EXERCISE —
Copy out every line in the part of the entries that opens with the line containing "of the gold" and closes with the line containing "Target: light blue dress shirt", increasing each x and y coordinate in the answers by 80. All other numbers stay as they are.

Records excerpted from a collection —
* begin *

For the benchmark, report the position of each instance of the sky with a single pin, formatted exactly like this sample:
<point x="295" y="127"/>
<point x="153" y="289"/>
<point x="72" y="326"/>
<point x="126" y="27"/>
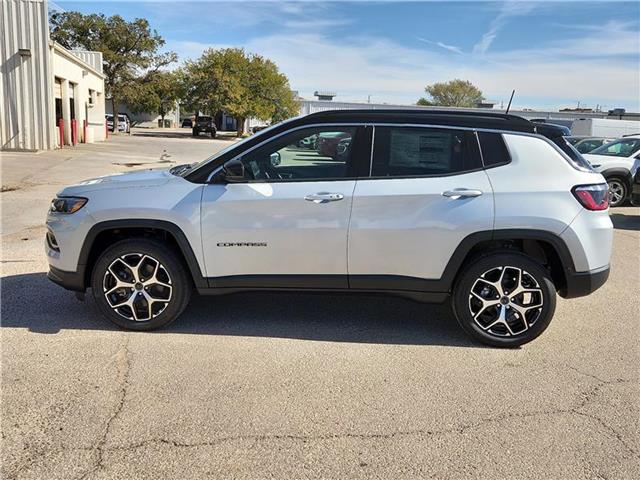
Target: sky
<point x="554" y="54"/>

* end *
* begin *

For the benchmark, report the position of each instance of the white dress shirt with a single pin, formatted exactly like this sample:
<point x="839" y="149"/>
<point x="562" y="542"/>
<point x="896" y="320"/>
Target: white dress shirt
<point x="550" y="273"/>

* end *
* begin *

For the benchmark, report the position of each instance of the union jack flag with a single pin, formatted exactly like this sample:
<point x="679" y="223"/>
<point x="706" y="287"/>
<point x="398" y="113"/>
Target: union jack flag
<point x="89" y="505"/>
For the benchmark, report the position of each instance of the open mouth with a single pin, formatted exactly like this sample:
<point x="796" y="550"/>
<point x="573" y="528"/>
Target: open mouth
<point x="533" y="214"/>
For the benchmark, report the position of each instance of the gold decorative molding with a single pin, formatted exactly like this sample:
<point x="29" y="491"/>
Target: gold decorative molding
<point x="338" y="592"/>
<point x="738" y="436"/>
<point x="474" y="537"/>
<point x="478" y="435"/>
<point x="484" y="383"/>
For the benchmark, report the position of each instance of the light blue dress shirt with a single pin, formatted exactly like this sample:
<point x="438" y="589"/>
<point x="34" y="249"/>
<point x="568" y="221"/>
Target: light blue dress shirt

* end *

EXERCISE RESULT —
For the benchmark, report the position of each instance of the gold decorative molding with a single pin, formatted exactly like this sample:
<point x="29" y="491"/>
Target: gold decorative molding
<point x="418" y="672"/>
<point x="818" y="516"/>
<point x="554" y="617"/>
<point x="558" y="515"/>
<point x="564" y="463"/>
For the benchmark, report the position of each instance of the light blue dress shirt with a single pin, formatted exactly like this sample:
<point x="438" y="589"/>
<point x="34" y="249"/>
<point x="568" y="221"/>
Target: light blue dress shirt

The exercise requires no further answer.